>> Start
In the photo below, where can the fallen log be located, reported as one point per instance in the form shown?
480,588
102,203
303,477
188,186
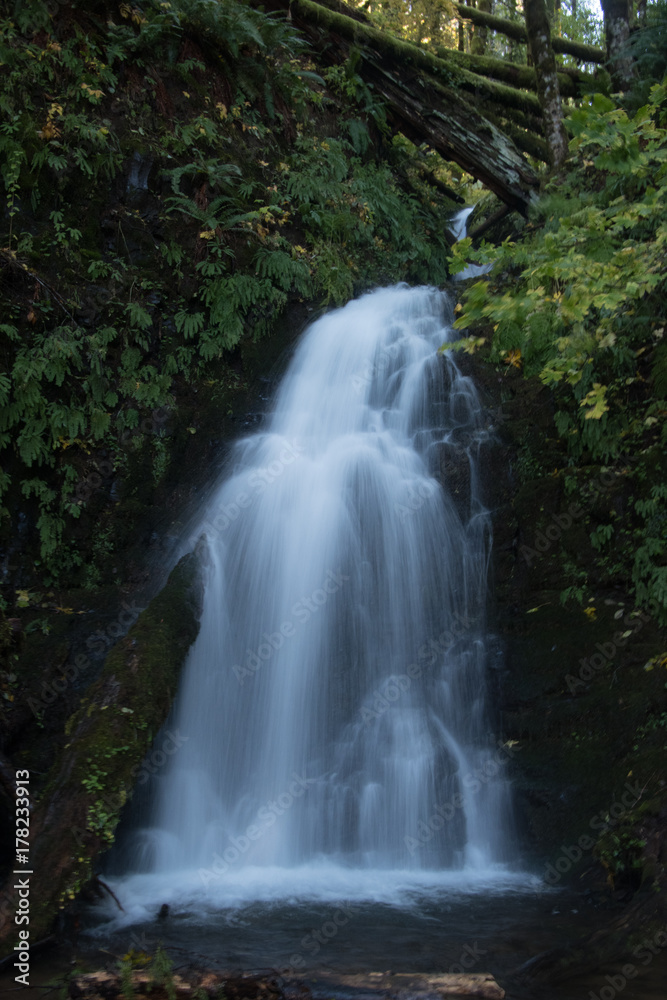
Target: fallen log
108,985
424,109
74,820
517,31
461,134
>> End
▶ **EXERCISE DIRECTIONS**: Turn the lines of the records above into a numbered list, omitting any blank lines. Leave the pictures out of your answer.

▶ **COMPLETE RESPONSE**:
1. In the photo below, where can the fallen log be located, reported as one point per instance in the form shown?
2. 480,588
3. 102,203
4. 303,477
5. 188,186
6. Target: fallen log
7. 108,985
8. 424,109
9. 74,820
10. 517,31
11. 461,134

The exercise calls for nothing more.